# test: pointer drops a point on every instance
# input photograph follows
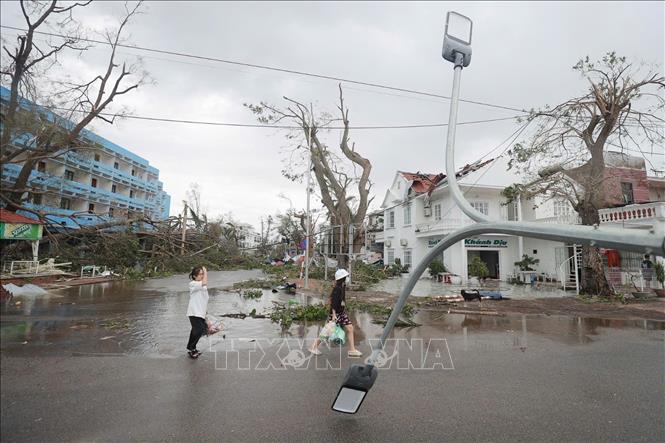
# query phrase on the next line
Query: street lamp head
(457, 39)
(359, 380)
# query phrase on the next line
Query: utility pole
(184, 228)
(309, 218)
(351, 231)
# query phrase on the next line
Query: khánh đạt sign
(485, 243)
(20, 231)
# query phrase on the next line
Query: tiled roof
(7, 216)
(427, 182)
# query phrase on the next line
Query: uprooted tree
(334, 174)
(621, 110)
(30, 134)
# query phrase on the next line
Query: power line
(257, 125)
(276, 69)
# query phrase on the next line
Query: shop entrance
(491, 259)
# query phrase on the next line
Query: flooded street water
(148, 318)
(107, 362)
(428, 287)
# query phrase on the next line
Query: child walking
(197, 308)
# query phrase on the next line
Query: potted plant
(526, 264)
(478, 268)
(436, 268)
(659, 270)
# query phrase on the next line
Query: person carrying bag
(339, 317)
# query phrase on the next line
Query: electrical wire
(276, 69)
(258, 125)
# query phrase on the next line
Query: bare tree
(335, 175)
(32, 134)
(622, 110)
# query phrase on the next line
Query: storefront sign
(485, 243)
(432, 243)
(20, 231)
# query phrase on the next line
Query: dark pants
(199, 327)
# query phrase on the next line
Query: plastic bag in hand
(327, 330)
(214, 324)
(338, 336)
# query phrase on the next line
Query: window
(407, 215)
(407, 257)
(513, 213)
(627, 193)
(391, 219)
(482, 207)
(561, 208)
(437, 212)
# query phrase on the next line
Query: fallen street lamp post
(456, 48)
(359, 379)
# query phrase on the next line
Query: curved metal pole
(612, 238)
(464, 205)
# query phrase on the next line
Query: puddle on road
(148, 318)
(427, 287)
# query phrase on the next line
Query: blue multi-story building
(90, 186)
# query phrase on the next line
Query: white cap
(340, 274)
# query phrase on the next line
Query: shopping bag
(327, 330)
(338, 336)
(214, 324)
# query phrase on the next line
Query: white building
(419, 211)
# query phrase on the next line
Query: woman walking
(197, 308)
(338, 314)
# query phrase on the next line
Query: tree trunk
(21, 184)
(594, 281)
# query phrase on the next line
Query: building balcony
(567, 219)
(74, 189)
(645, 213)
(441, 227)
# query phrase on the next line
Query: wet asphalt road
(506, 379)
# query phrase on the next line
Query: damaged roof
(7, 216)
(426, 183)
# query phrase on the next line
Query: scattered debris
(28, 289)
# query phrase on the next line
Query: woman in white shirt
(197, 308)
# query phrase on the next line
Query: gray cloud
(523, 52)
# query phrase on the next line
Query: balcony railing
(443, 226)
(646, 212)
(567, 219)
(77, 189)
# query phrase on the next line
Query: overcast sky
(522, 57)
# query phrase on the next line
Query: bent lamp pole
(611, 238)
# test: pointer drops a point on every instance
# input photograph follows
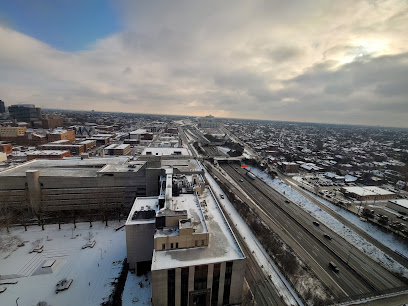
--
REQUIRED ACTION - Write out each entry exactly; any pictures stay out of the copy.

TASK ANSWER -
# test: pointer drops a point on every instance
# input photograph follows
# query phrase on the next line
Query: street lamp head
(457, 39)
(359, 380)
# query phrase on the next line
Query: utility pole
(184, 228)
(309, 218)
(351, 231)
# query phrase on the next line
Query: khánh đạt sign
(485, 243)
(20, 231)
# query phrase on the next line
Query: tiled roof
(7, 216)
(427, 182)
# query phrase on the next line
Query: uprooted tree
(334, 174)
(621, 110)
(30, 134)
# query phrase on the next line
Query: power line
(257, 125)
(276, 69)
# query phrase on the next line
Query: shop entrance
(491, 259)
# query phrase on the next line
Query: flooded street water
(148, 318)
(107, 362)
(428, 287)
# query phrase on the next line
Query: child walking
(197, 308)
# query phrase on the next line
Query: potted plant
(526, 264)
(478, 268)
(436, 268)
(659, 270)
# query phrase on the next line
Query: person carrying bag
(339, 317)
# query phrase on the next line
Query: electrical wire
(276, 69)
(258, 125)
# query phrase on the next line
Query: bare tree
(335, 175)
(32, 134)
(622, 110)
# query phrase on the next line
Query: storefront sign
(485, 243)
(432, 243)
(20, 231)
# query phrase on the next line
Query: dark pants
(199, 327)
# query phrase on the next line
Query: plastic bag in hand
(327, 330)
(214, 324)
(338, 336)
# query phrase on the next line
Query: window
(407, 215)
(407, 257)
(513, 213)
(627, 193)
(391, 219)
(482, 207)
(561, 208)
(437, 212)
# query phrase on the next line
Query: fallen street lamp post
(456, 48)
(359, 379)
# query phrase on the next line
Query: curved metal pole
(612, 238)
(464, 205)
# query phrase on the next line
Query: puddle on road
(148, 318)
(427, 287)
# query phrase on the next line
Query: blue multi-story building
(90, 186)
# query phrase on the next line
Query: white cap
(340, 274)
# query phrase on the next line
Query: shopping bag
(327, 330)
(338, 336)
(214, 324)
# query phrase on the next line
Query: white building
(419, 211)
# query phrase on the next line
Query: woman walking
(197, 308)
(338, 314)
# query phrase on the next line
Query: tree trunk
(21, 184)
(594, 281)
# query phrase on the next line
Query: building balcony
(567, 219)
(74, 189)
(645, 213)
(441, 227)
# query phrase on the next line
Query: wet asphalt road
(506, 379)
# query phrase on the next line
Query: damaged roof
(7, 216)
(426, 183)
# query phrase on the next line
Query: scattered debris
(28, 289)
# query phrase on the next line
Query: woman in white shirt
(197, 308)
# query phrase on the next line
Query: gray cloud
(523, 52)
# query phrase on the next line
Query: balcony railing
(443, 226)
(646, 212)
(567, 219)
(77, 189)
# query phrase on the next line
Query: overcast sky
(522, 57)
# query phrase on the next line
Query: bent lamp pole
(611, 238)
# test: pointer drops a point on every instance
# input photograph follows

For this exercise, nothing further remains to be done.